[START OF Supplied data]

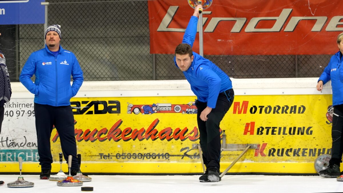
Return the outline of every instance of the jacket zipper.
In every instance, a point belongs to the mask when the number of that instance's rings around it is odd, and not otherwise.
[[[58,54],[57,54],[58,56]],[[57,56],[56,56],[55,58],[55,62],[56,64],[56,67],[55,68],[56,69],[56,100],[55,101],[55,105],[56,106],[57,106]]]

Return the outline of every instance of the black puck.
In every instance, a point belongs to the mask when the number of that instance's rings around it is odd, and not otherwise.
[[[81,191],[93,191],[93,187],[81,187]]]

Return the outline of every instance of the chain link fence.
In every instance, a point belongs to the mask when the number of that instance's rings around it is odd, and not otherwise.
[[[48,24],[61,26],[61,45],[75,54],[85,81],[185,79],[173,55],[150,53],[147,0],[46,1]],[[44,25],[16,26],[19,59],[8,64],[12,81],[19,81],[31,53],[43,47]],[[331,56],[205,56],[235,78],[319,77]]]

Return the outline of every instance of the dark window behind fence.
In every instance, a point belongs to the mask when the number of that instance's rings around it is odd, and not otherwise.
[[[49,2],[48,24],[61,26],[61,45],[75,54],[85,81],[184,79],[173,55],[150,53],[147,1],[46,1]],[[18,81],[29,56],[43,47],[45,29],[43,24],[10,25],[0,26],[0,31],[7,28],[13,30],[16,41],[2,51],[8,54],[11,81]],[[205,57],[230,77],[256,78],[318,77],[331,55]]]

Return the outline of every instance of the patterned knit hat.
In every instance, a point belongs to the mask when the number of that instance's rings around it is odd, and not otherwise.
[[[62,38],[61,36],[61,26],[59,25],[53,25],[48,27],[46,30],[45,30],[45,36],[44,39],[46,38],[46,34],[50,31],[54,31],[57,32],[59,36],[60,36],[60,38]]]

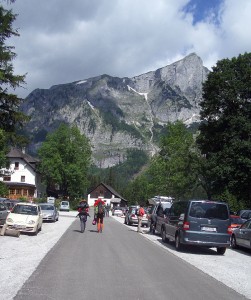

[END OF Supplied data]

■ Requirement: Copy the lines of the listing word for word, starting at the line that contains "Return the outline of every instance of the chain" and continuing through the end of the listing. Leave out any pictures.

■ Problem solution:
Return the outline of every instance of the chain link fence.
In every instance, a point belongs to the mask when the number of that instance's rings around it is odd, and not otherwise.
[[[48,24],[61,26],[61,45],[75,54],[85,81],[185,79],[173,55],[150,53],[147,0],[46,1]],[[44,25],[16,26],[19,59],[8,64],[12,81],[19,81],[31,53],[43,47]],[[331,56],[205,56],[235,78],[319,77]]]

Return the outline of every instance of the dark window behind fence.
In every instance, a point belongs to the mask when the number of that instance's rings around it is odd, and not otherwise.
[[[49,2],[48,24],[61,26],[61,45],[75,54],[85,81],[184,79],[173,55],[150,53],[147,1],[46,1]],[[18,81],[29,56],[43,47],[45,29],[43,24],[10,25],[0,26],[0,31],[7,28],[13,30],[16,41],[2,51],[8,54],[11,81]],[[205,57],[230,77],[256,78],[318,77],[331,55]]]

Return the outline of every instance of the patterned knit hat.
In every instance, a point belongs to the mask when the number of that instance's rings around it is odd, and not otherwise.
[[[62,38],[61,36],[61,26],[59,25],[53,25],[48,27],[46,30],[45,30],[45,36],[44,39],[46,38],[46,34],[50,31],[54,31],[57,32],[59,36],[60,36],[60,38]]]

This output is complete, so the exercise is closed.